**OPDRACHT 1:** Vat het tekstfragment over tegenspraak samen in twee zinnen.
**OPDRACHT 2:** Waaraan geven bestuurders, managers en politici volgens het tekstfragment over tegenspraak de voorkeur, in plaats van halverwege te keren?
**OPDRACHT 3:** Schrijf een vervolg op het tekstfragment over tegenspraak dat aansluit op de laatste zin ervan.

**TEKSTFRAGMENT:**
....
Met zicht op de reikwijdte van schaamte wordt het ook begrijpelijk waarom tegenspraak zo slecht geduld wordt in die competitieve omgevingen. Tegenspraak wordt syste­matisch opzijgeveegd, of zelfs opzijgeslagen, zeker wanneer een traject eenmaal is ingezet en de neuzen eindelijk dezelfde kant op staan.

Bestuurders, toezichthouders, directie, managers en medisch professionals – zowel binnen als buiten de overheid – en, niet te vergeten, politici houden er niet van halver­wege te ke­ren. Zij geven de voorkeur aan het ten hele dwalen, wat het spreekwoord ook mag zeggen. In dezen maakt het niet uit of het om het snijden in de verkeerde ader gaat of het succesvolle imago van een hele afdeling. Te­rugkomen op je schreden is een krenkende aantasting van de eigen identiteit, zelfs van een dusdanige ernst dat je nog slechts kunt volharden in je mogelijke ongelijk, de mankementen aan het zicht tracht te onttrekken en ondergeschikten tot stilzwijgen te dwingen.
....
**GEGEVENS:**

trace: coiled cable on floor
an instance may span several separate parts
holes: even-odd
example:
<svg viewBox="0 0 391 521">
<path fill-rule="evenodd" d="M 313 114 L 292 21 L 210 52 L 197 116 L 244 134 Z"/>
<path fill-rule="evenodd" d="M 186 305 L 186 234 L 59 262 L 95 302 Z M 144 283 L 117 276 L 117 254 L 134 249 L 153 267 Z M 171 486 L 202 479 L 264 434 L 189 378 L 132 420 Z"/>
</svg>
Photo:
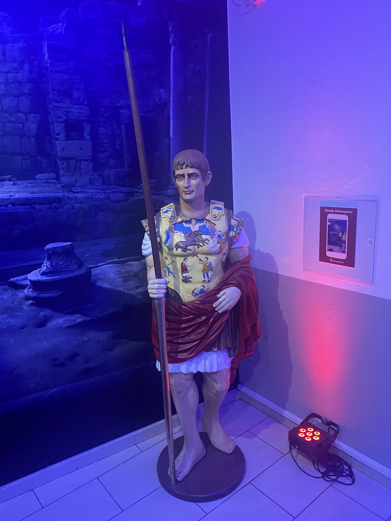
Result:
<svg viewBox="0 0 391 521">
<path fill-rule="evenodd" d="M 297 463 L 295 459 L 295 456 L 292 452 L 292 445 L 289 444 L 289 452 L 292 456 L 293 461 L 297 466 L 302 470 L 304 474 L 311 476 L 311 478 L 317 478 L 318 479 L 323 478 L 326 481 L 332 481 L 333 482 L 341 483 L 345 485 L 352 485 L 356 481 L 355 475 L 353 473 L 351 466 L 345 461 L 343 458 L 336 454 L 332 454 L 327 453 L 323 457 L 317 461 L 313 460 L 312 465 L 315 470 L 320 474 L 320 476 L 313 476 L 309 474 L 303 468 Z M 322 469 L 323 469 L 322 470 Z M 350 482 L 345 481 L 341 481 L 341 478 L 345 478 L 350 480 Z"/>
</svg>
....
**ANTWOORD 1:** De reikwijdte van schaamte maakt begrijpelijk waarom tegenspraak in competitieve omgevingen slecht geduld en systematisch opzijgeveegd wordt, zeker als een traject eenmaal is ingezet. Bestuurders, managers, medisch professionals en politici keren niet graag halverwege, omdat terugkomen op je schreden de eigen identiteit krenkt, zodat ze volharden in hun mogelijke ongelijk, mankementen verbergen en ondergeschikten tot zwijgen dwingen.

**ANTWOORD 2:** Aan het ten hele dwalen.

**ANTWOORD 3:**
Door onderbouwde kritiek staan we namelijk te kijk vóór de groep waartoe we behoren. Tegenspraak zorgt zodoende voor de dreiging van vernedering en voor potentiële uitsluiting van degene die wordt tegengesproken. Bij tegen­spraak staat het prestige van zittende toezichthouders, bestuur­ders, (top)managers en professionals op het spel. Koesterende waardering dreigt vernederende afwijzing te worden – kortom, schaamte.

Schaamtebestendig

De onderzoekscommissie die het UMC Utrecht installeert, verlangt ongetwijfeld krachtdadiger toezichthouders, minder eigenzinnige bestuurders, topmanagemers en medisch professionals, én open participatie van diverse personeelsgeledingen. Sprankelende verlangens voor een paradijslijke toekomst, maar zinloos wanneer we de sociaal-emotionele kracht van schaamte niet onderkennen.

We hebben vooral toezichthouders, bestuurders, management, professionals en personeel nodig die ‘schaamtebestendig’ zijn. Met andere woorden, zij dienen voldoende eigenwaarde te hebben om zich niet verlangensvol te spiegelen aan de private markt én om – van het allergrootste belang – tegenspraak te durven geven én nemen binnen de eigen groep en ongeacht de positie daarbinnen!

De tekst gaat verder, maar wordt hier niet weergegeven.